SOURCE MATERIAL Start Marker

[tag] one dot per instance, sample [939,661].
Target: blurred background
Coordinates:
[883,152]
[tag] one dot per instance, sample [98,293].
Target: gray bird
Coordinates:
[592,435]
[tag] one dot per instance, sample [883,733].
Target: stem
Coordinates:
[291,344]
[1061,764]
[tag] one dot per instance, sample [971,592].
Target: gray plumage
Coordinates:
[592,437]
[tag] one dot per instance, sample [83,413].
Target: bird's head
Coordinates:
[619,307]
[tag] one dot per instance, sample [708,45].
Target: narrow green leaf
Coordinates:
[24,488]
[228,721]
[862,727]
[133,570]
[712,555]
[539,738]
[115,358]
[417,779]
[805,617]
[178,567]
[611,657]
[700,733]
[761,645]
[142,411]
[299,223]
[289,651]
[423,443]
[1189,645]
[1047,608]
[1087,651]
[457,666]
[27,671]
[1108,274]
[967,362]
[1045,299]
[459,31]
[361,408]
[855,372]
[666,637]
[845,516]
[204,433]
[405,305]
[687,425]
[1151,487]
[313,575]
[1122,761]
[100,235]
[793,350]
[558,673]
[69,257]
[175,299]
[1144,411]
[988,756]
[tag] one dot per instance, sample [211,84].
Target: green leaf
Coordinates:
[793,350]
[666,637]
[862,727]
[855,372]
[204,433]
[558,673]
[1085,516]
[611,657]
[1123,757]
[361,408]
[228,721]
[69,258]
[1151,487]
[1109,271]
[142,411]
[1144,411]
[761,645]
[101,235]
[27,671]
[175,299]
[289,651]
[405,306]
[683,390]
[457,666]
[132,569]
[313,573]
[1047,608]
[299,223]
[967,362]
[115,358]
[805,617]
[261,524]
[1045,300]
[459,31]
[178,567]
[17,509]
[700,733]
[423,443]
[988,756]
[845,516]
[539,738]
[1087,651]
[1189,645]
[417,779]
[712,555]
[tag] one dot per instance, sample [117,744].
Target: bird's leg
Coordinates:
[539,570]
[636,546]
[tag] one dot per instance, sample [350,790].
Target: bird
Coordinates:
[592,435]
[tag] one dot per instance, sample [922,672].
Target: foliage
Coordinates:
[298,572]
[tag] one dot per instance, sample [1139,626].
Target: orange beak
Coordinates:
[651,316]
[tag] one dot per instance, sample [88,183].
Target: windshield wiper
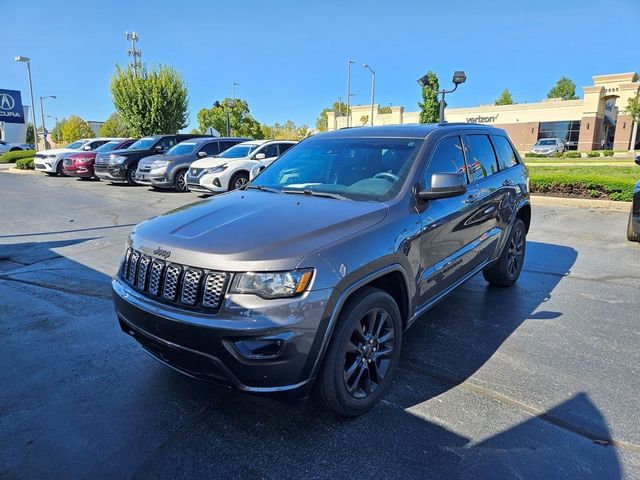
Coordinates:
[316,193]
[261,188]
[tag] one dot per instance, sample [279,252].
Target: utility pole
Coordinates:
[133,52]
[349,91]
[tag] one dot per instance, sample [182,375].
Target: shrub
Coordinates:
[10,157]
[25,164]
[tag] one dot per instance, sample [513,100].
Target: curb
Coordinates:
[581,202]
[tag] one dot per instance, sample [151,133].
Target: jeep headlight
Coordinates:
[272,284]
[219,169]
[116,159]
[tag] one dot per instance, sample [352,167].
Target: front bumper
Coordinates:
[113,173]
[204,345]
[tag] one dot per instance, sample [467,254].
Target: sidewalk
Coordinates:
[580,202]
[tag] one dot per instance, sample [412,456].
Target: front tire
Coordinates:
[505,272]
[363,353]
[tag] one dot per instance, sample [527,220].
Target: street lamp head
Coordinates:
[459,77]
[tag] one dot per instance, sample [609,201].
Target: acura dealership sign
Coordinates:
[11,110]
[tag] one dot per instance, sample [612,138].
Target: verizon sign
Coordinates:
[483,119]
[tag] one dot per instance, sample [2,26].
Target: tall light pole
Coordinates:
[44,129]
[373,88]
[27,60]
[349,91]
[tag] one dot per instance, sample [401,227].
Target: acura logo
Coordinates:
[6,101]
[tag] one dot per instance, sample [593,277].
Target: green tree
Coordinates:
[241,122]
[75,128]
[114,127]
[286,131]
[151,102]
[505,98]
[565,89]
[339,108]
[430,107]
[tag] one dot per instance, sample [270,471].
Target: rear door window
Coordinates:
[481,159]
[506,156]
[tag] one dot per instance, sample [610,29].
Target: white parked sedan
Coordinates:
[230,169]
[50,161]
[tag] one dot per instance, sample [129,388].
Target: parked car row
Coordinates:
[180,162]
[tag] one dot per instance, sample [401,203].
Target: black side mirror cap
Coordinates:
[444,185]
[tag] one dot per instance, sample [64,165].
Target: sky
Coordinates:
[290,57]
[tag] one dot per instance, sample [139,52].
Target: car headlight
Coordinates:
[272,284]
[219,169]
[116,159]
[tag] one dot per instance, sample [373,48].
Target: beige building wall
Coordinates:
[522,120]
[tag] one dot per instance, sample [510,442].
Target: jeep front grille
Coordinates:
[174,283]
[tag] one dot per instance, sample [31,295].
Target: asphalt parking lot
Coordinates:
[538,381]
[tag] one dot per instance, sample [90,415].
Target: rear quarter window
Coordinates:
[507,157]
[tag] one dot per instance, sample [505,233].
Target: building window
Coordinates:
[568,132]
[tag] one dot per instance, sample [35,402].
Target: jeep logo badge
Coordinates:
[162,253]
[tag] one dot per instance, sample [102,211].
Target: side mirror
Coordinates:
[444,185]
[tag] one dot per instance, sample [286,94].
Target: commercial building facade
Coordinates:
[599,120]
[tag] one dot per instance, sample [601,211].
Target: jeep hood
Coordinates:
[252,230]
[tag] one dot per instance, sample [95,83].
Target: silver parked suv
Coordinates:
[310,275]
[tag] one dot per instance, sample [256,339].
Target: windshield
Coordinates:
[238,151]
[77,144]
[107,147]
[181,149]
[143,144]
[367,169]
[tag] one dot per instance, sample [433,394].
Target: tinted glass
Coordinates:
[446,158]
[366,169]
[284,147]
[506,156]
[482,160]
[211,148]
[181,148]
[270,150]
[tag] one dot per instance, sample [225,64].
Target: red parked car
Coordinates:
[81,164]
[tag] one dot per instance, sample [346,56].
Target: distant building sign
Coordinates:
[11,110]
[483,119]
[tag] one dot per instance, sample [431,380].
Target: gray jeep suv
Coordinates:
[307,278]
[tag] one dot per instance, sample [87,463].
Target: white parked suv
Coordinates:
[230,169]
[548,146]
[50,161]
[13,147]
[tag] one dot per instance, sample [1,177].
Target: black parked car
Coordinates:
[121,165]
[169,170]
[313,271]
[633,228]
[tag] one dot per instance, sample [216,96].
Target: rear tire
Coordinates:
[631,235]
[505,272]
[363,354]
[180,181]
[238,180]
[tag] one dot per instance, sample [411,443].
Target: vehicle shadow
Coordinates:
[83,401]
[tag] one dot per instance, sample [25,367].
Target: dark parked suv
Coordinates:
[121,165]
[169,170]
[311,273]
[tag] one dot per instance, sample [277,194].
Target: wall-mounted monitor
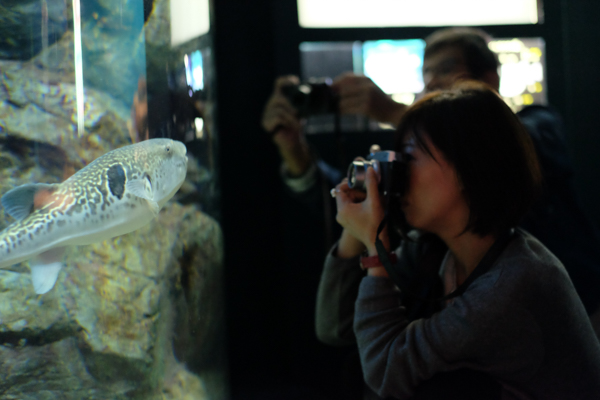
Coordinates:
[396,67]
[399,13]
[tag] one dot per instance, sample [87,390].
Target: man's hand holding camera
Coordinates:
[281,120]
[358,94]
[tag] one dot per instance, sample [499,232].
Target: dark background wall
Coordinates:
[257,40]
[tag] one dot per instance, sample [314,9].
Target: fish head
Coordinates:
[167,167]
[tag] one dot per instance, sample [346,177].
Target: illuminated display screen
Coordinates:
[396,67]
[194,70]
[396,13]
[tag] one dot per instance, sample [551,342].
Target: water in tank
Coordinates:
[111,247]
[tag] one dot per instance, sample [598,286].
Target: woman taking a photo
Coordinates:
[515,317]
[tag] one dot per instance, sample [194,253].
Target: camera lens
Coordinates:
[357,173]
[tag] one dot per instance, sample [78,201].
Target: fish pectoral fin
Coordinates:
[44,276]
[22,200]
[154,207]
[140,188]
[45,268]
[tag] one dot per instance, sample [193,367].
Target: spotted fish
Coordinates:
[115,194]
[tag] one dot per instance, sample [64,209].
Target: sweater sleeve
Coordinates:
[336,295]
[483,329]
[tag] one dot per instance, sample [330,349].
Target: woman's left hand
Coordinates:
[361,219]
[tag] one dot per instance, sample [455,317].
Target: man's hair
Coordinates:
[488,146]
[473,43]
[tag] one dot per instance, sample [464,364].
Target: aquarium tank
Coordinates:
[110,271]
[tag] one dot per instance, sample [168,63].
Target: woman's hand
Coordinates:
[360,216]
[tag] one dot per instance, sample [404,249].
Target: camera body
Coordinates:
[313,98]
[390,167]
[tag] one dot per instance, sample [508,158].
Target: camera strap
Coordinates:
[484,265]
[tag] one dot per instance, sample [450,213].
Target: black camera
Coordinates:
[390,167]
[313,98]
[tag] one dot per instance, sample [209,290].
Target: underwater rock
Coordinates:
[26,26]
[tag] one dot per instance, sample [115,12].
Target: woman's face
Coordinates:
[434,201]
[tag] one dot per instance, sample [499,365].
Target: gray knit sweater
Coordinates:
[522,322]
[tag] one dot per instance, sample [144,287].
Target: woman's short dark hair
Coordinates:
[472,42]
[488,146]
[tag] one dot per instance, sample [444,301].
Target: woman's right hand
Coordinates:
[360,215]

SOURCE MATERIAL End Marker

◆ WHAT YOU WILL DO:
Of the lines above, copy each that contains "sweater".

◆ THE COMPLETED TASK:
Target: sweater sleeve
Target: gray knit sweater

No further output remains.